TRAVAIL DEMANDÉ: Poursuivez l'entretien ci-dessous sur les résidences artistiques et la politique culturelle du Hainaut, en partant de sa dernière phrase.

Un lieu de résidence artistique, c’est un lieu avec des espaces pour travailler : une salle de répétition, un studio, une salle de théâtre équipée, avec un accompagnement technique, des possibilités d’utiliser des projecteurs, de fabriquer des esthétiques. Mais aussi une possibilité de dormir sur place, d’accéder à la cuisine et de rencontrer d’autres équipes artistiques.
C’est indispensable, pour ces artistes, d’avoir un accès à une scène ?
La scène, c’est un endroit sacré. Ce n’est pas votre salon. Il y a un exercice que je fais faire à mes étudiants et étudiantes en régie de spectacle (la Fabrique de théâtre abrite une école de régie, NDLR). Je leur demande de se positionner devant le gradin et de regarder la scène vide. Et là, ils et elles comprennent, dans leur corps, qu’il s’agit d’un espace dédié où tout est possible. C’est l’espace dans lequel on va pouvoir construire un monde.
Il y a une grande demande pour les résidences ?
Les besoins sont énormes et ne font qu’augmenter. L’année dernière, on a reçu 220 candidatures, mais on ne peut sélectionner que quarante dossiers. Par contre, maintenant, beaucoup de directions de théâtre viennent voir des étapes de travail (présentation des spectacles en cours de construction, NDLR) avant de financer un projet, plutôt que de financer la production du projet dès le début, en marchant à la confiance.

Vous êtes également cheffe du secteur des arts de la scène de la Province de Hainaut, qui participe à la programmation de 25 centres culturels. Le Hainaut est très actif sur les questions culturelles ?
Oui, pour des raisons historiques. Et c’est d’ailleurs important aujourd’hui de rappeler aux responsables politiques que le Hainaut a été précurseur dans la politique culturelle.
Comment ça ?
Au lendemain de la Première Guerre mondiale, quand les ouvriers ont obtenu les « trois huit », c’est-à-dire 8 heures de sommeil, 8 heures de travail, 8 heures de loisir, les politiques paternalistes de l’époque se sont dit : « Ils vont aller au cabaret, ils vont boire, il faut les cadrer ! » Leur solution a été la culture. La « Commission provinciale des loisirs de l’ouvrier », datant de 1921, a été l’un des tout premiers accords de politique culturelle en Belgique. Pour émanciper les « masses laborieuses », les élites socialistes ont imposé aux gens des occupations, une idée du « beau », et ce, du « berceau au caveau ». Il y a eu une forme de colonisation des imaginaires des ouvriers de l’époque.

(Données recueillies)
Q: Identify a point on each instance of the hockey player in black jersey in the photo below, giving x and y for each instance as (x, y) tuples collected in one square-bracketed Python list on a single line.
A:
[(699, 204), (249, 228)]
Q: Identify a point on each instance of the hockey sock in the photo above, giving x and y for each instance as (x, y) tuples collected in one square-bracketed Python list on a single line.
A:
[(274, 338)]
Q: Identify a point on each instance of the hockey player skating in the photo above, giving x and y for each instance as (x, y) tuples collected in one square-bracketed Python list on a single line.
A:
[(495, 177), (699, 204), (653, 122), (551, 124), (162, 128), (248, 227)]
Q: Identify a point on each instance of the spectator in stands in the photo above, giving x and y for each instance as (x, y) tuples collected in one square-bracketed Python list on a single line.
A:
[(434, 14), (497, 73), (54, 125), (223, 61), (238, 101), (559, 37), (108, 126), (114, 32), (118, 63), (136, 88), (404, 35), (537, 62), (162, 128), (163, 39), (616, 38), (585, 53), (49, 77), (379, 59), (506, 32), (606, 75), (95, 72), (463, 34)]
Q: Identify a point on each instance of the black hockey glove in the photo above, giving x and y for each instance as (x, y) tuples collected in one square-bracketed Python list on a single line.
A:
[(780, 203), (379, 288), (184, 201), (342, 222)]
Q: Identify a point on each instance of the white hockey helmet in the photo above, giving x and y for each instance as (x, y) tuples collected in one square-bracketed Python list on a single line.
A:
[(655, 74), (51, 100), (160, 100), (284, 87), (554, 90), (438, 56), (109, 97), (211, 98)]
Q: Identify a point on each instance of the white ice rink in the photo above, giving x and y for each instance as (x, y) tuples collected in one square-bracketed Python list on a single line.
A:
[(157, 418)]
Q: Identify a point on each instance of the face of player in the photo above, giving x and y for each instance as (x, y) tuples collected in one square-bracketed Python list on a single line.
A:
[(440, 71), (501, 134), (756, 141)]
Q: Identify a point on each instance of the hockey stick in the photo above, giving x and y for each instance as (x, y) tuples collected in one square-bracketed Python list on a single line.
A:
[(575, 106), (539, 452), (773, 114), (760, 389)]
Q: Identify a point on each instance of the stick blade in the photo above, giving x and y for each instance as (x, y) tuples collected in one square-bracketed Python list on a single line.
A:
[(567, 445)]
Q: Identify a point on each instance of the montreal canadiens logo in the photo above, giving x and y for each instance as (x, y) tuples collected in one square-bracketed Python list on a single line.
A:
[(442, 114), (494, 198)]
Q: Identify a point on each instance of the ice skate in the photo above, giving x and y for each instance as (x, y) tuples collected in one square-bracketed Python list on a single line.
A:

RÉSULTAT OBTENU:
L’effet positif, avec le recul, c’est que l’État a investi dans la création ?
Oui, tout à fait ! Il existait une culture élitiste accessible déjà aux bourgeois avec des théâtres privés. Ici, l’idée était de subventionner la culture pour qu’elle soit accessible au plus grand nombre. Depuis, il y a eu tous les grands mouvements d’éducation permanente. Et finalement, on arrive aujourd’hui à ce qu’on appelle les droits culturels, on fait donc entrer la culture dans la sphère juridique. Chaque personne peut voir et imaginer le monde, et ainsi mieux agir sur lui.
Aujourd’hui, le MR veut une culture moins dépendante des pouvoirs publics, plus subsidiée par le privé. Qu’en pensez-vous ?
Il y a une sorte d’accélération sur la question des subventions de la culture. Tout le secteur est en crise en ce moment et en émoi ! Il y a une pression de toutes parts. D’un côté, le président du MR remet en question le ministère de la Culture, de l’autre la Fédération Wallonie-Bruxelles doit combler un trou financier de 350 millions, et les centres culturels voient leurs subventions réduites. Privatiser la culture, est-ce vraiment ça l’objectif ? La culture doit-elle être un produit ? Il n’y aurait alors plus de diversité, seulement du divertissement.